Aşağıdaki alıntıda "açıklamasını yaptı" ile biten paragrafta, Özgener'in tırnak içinde aktarılan açıklamasındaki cümleleri sırasıyla yazın.

**Verilen Alıntı**
____
“Yurtdışında insanlar iş bırakma noktasına geldi”
Küresel sıkıntıların detaylarına baktığımızda, gübre tedariğinde sorunun büyüdüğünü ve küresel ısınmanın kuraklık tehdidini artırdığını vurgulayan Özgener, “Bu gelişmeler nedeniyle gıda alanında, üretim miktarlarının artan arz sıkıntısına paralel olarak azalacağı öngörülüyor. Ulaştırma fiyatlarındaki artışlar yüzünden yurtdışında insanların işi bırakma noktasına geldiği haberlerini alıyoruz. Son olarak Almanya, İtalya ve benzeri ülke hava alanlarında yaşanan personel sıkıntısı ve uluslararası işçi alımına yönelik çağrılar bu durumu teyit ediyor” açıklamasını yaptı.
“Para politikasının en önemli unsuru öngörülebilirlik ve güven”
____
**Gösterilen Veriler**
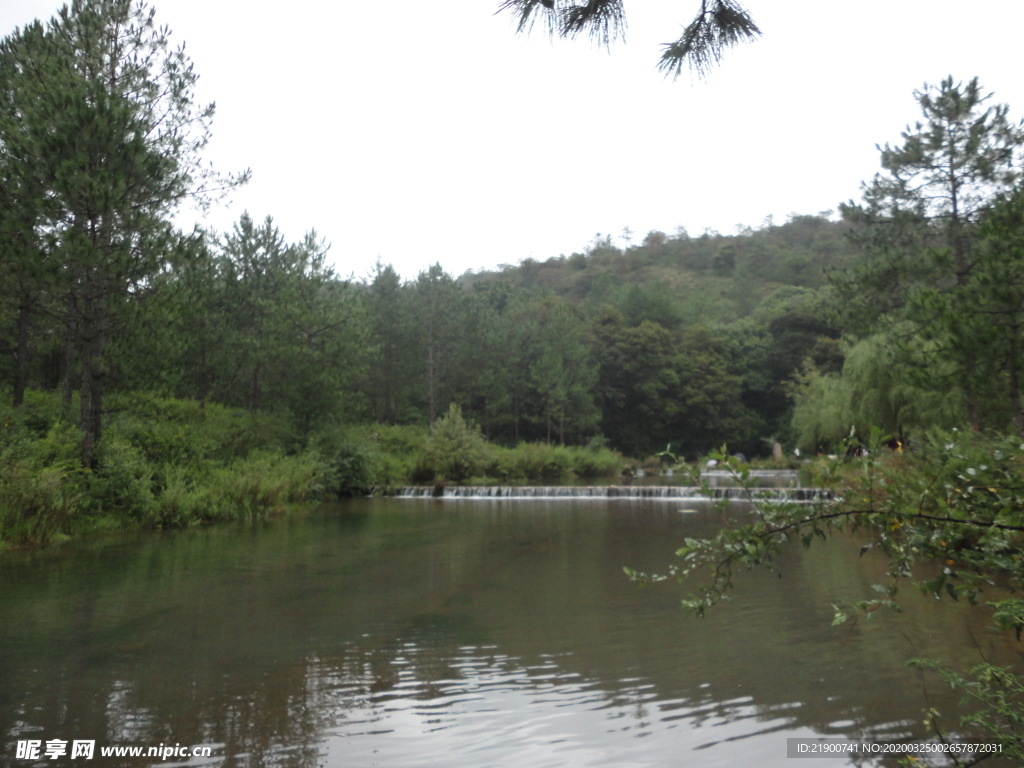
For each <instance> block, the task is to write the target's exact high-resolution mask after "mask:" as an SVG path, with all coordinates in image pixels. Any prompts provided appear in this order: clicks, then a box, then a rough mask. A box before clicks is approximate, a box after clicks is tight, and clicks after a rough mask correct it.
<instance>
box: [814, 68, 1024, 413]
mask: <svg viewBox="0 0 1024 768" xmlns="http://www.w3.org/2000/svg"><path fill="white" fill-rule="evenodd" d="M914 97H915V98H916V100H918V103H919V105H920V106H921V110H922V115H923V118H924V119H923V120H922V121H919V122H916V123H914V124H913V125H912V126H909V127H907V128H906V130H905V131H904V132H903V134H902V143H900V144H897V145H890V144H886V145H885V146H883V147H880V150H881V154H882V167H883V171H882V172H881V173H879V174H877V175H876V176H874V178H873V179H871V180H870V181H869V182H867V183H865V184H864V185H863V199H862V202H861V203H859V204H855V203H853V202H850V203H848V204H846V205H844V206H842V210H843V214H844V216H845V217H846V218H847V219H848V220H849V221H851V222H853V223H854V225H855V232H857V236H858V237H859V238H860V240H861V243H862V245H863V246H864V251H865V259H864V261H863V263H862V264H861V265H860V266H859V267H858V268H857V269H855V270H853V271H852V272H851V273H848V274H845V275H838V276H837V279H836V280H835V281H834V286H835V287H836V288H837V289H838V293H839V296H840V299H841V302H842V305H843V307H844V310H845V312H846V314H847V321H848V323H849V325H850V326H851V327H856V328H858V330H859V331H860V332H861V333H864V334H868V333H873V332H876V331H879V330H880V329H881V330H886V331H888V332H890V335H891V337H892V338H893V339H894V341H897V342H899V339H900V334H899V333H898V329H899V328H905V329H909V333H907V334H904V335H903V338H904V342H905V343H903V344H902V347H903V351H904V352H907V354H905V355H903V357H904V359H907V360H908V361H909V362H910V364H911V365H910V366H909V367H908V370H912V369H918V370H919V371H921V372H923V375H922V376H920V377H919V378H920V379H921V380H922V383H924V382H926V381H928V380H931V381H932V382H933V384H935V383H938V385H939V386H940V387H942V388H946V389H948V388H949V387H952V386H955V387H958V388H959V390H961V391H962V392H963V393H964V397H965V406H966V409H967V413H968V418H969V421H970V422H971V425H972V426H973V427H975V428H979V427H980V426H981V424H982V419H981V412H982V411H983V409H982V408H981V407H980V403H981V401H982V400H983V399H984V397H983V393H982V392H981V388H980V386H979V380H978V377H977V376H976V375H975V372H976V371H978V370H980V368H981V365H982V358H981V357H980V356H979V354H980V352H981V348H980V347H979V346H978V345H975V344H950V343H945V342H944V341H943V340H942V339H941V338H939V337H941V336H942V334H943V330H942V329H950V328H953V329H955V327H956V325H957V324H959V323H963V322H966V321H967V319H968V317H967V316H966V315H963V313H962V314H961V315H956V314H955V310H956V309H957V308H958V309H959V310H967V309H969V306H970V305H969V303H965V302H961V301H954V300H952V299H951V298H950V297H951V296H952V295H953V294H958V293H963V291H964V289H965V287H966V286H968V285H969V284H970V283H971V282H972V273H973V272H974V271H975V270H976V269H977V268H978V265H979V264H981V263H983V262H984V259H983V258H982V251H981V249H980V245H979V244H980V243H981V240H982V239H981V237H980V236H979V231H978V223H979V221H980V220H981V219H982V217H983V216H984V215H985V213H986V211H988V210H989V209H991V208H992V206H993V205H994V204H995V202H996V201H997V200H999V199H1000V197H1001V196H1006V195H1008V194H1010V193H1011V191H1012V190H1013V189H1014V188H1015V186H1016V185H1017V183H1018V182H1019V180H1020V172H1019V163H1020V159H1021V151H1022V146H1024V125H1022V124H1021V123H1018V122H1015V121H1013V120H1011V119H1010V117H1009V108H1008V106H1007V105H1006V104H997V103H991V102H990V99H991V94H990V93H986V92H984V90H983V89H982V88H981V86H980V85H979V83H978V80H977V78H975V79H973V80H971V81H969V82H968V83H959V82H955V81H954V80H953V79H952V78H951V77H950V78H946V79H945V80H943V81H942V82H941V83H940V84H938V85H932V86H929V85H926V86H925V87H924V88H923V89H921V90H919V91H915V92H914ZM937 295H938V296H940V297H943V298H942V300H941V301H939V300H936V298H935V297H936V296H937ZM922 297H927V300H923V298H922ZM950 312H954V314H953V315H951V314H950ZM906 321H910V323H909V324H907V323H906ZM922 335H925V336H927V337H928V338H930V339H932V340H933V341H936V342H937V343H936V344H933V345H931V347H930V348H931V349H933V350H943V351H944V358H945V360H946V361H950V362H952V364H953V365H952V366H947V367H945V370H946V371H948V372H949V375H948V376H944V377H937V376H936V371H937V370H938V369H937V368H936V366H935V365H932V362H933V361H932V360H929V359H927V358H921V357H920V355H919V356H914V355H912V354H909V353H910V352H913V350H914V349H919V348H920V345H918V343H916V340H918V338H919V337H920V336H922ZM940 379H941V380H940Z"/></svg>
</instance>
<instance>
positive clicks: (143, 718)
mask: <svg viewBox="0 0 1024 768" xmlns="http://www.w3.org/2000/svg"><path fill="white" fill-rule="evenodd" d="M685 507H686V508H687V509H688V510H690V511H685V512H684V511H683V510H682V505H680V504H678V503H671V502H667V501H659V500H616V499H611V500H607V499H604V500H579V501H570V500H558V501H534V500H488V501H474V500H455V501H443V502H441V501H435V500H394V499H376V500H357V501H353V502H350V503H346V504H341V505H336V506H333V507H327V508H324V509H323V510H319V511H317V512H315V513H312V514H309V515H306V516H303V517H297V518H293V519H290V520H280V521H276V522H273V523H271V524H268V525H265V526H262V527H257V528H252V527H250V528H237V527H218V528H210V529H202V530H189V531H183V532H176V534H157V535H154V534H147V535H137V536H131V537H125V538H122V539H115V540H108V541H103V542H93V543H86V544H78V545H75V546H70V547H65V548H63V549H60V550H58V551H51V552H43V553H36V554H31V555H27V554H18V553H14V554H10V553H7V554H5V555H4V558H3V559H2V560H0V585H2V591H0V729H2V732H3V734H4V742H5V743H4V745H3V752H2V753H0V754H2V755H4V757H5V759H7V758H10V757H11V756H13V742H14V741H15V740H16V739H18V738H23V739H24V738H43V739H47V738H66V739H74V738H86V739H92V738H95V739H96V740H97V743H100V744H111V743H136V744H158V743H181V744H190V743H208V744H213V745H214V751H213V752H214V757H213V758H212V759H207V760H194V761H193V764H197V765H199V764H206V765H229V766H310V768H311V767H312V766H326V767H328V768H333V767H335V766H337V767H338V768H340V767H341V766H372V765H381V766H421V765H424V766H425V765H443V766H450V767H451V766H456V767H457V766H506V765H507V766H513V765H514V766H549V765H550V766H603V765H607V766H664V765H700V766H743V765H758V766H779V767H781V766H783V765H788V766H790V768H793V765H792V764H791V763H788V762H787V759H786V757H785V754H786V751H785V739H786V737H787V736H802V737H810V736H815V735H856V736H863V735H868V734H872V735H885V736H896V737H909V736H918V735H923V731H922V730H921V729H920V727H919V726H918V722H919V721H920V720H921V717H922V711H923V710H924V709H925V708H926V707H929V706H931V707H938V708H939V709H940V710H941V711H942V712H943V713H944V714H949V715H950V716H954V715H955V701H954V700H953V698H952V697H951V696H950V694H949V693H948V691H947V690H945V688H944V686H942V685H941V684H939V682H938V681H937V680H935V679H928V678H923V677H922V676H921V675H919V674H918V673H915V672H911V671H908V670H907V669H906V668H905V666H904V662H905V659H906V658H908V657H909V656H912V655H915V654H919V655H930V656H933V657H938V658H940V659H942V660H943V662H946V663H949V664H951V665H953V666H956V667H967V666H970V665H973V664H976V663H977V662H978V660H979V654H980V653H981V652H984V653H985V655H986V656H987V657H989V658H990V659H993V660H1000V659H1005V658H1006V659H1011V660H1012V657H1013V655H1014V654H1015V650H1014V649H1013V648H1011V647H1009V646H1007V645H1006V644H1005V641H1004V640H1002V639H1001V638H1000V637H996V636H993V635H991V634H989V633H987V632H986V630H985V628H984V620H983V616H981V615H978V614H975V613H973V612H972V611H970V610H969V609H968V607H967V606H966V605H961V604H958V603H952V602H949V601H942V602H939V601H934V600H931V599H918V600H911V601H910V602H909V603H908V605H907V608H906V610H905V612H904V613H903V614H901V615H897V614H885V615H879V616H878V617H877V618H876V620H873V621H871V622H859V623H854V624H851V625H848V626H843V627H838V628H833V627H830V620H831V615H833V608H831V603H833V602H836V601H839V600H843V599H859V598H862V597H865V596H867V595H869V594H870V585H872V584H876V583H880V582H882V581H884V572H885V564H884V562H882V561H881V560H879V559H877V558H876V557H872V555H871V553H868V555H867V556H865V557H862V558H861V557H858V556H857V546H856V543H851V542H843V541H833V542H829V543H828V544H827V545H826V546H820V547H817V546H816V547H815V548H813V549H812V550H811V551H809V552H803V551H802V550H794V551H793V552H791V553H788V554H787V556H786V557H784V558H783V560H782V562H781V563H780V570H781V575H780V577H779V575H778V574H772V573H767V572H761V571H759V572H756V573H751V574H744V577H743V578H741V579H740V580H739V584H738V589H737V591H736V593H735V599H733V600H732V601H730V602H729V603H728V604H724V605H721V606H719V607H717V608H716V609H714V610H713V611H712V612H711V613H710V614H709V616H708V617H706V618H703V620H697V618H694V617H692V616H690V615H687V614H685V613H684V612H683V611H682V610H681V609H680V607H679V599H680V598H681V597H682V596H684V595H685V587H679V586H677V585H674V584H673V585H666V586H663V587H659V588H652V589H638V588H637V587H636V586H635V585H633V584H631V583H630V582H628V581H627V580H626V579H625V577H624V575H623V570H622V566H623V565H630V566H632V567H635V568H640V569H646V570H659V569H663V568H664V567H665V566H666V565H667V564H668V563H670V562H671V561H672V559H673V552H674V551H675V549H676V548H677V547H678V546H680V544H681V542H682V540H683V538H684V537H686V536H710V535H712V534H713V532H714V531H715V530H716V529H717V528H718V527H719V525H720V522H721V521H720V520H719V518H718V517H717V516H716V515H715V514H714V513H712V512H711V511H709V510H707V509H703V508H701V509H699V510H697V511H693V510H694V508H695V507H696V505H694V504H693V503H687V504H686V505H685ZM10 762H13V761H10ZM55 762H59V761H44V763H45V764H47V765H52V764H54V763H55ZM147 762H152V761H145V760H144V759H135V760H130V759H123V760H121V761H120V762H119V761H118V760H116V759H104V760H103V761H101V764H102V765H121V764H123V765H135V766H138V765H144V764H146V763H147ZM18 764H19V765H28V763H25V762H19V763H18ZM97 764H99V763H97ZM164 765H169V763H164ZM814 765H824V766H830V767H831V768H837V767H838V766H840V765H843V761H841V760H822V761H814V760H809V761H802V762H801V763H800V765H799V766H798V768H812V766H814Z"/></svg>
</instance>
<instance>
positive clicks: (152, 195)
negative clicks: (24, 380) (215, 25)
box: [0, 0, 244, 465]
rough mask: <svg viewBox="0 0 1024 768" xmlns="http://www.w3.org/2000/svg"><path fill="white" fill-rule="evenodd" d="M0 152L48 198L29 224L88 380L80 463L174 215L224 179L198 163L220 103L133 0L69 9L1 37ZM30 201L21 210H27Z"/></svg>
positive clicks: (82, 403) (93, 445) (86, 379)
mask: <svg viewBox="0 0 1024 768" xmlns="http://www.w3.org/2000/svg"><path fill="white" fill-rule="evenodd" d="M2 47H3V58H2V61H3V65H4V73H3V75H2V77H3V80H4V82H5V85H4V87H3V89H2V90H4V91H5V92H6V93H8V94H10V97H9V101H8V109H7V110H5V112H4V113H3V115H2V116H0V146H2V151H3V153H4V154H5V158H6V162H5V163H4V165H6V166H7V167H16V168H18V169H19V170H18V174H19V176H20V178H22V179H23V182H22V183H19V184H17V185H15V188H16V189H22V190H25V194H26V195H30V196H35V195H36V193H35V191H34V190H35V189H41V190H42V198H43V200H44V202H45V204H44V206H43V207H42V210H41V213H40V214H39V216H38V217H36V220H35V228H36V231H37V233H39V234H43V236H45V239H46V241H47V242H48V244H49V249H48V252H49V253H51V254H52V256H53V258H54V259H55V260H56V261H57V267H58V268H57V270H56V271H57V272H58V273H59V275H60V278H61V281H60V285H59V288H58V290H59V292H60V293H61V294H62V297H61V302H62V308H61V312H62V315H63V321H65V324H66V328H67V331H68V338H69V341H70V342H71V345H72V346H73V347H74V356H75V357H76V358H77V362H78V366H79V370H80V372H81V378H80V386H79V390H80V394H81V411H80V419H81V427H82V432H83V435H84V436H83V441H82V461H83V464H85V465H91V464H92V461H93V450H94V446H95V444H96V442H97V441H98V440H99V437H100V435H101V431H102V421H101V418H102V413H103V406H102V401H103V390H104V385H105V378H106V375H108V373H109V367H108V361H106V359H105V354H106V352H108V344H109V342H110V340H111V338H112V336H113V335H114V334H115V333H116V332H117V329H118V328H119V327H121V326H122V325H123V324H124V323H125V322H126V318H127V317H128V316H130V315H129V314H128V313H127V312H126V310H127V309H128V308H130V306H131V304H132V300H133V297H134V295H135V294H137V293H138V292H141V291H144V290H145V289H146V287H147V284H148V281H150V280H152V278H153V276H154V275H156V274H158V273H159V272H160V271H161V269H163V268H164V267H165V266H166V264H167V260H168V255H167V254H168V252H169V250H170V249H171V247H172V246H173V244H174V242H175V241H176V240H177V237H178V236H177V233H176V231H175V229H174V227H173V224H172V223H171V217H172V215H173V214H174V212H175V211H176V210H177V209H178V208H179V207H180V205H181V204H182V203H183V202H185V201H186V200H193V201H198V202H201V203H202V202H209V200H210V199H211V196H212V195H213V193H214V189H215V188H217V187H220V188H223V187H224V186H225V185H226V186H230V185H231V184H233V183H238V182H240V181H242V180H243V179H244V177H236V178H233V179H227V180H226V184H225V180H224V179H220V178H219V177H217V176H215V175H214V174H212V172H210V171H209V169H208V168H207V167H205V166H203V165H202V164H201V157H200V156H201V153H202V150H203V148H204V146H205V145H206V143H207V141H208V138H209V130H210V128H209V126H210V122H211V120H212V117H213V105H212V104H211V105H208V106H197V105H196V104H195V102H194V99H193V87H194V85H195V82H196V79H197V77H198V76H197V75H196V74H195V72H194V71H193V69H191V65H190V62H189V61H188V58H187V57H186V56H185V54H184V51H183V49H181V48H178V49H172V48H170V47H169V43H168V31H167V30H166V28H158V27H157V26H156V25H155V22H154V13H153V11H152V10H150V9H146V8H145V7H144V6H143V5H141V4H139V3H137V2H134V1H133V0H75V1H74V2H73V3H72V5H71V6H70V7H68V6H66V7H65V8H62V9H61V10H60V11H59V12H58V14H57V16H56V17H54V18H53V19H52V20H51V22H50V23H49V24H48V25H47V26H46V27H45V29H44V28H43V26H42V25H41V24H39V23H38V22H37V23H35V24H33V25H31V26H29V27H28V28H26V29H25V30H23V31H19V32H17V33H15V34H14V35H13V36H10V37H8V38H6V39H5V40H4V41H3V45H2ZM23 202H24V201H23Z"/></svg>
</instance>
____
**Görev Yanıtı**
1. Bu gelişmeler nedeniyle gıda alanında, üretim miktarlarının artan arz sıkıntısına paralel olarak azalacağı öngörülüyor.
2. Ulaştırma fiyatlarındaki artışlar yüzünden yurtdışında insanların işi bırakma noktasına geldiği haberlerini alıyoruz.
3. Son olarak Almanya, İtalya ve benzeri ülke hava alanlarında yaşanan personel sıkıntısı ve uluslararası işçi alımına yönelik çağrılar bu durumu teyit ediyor.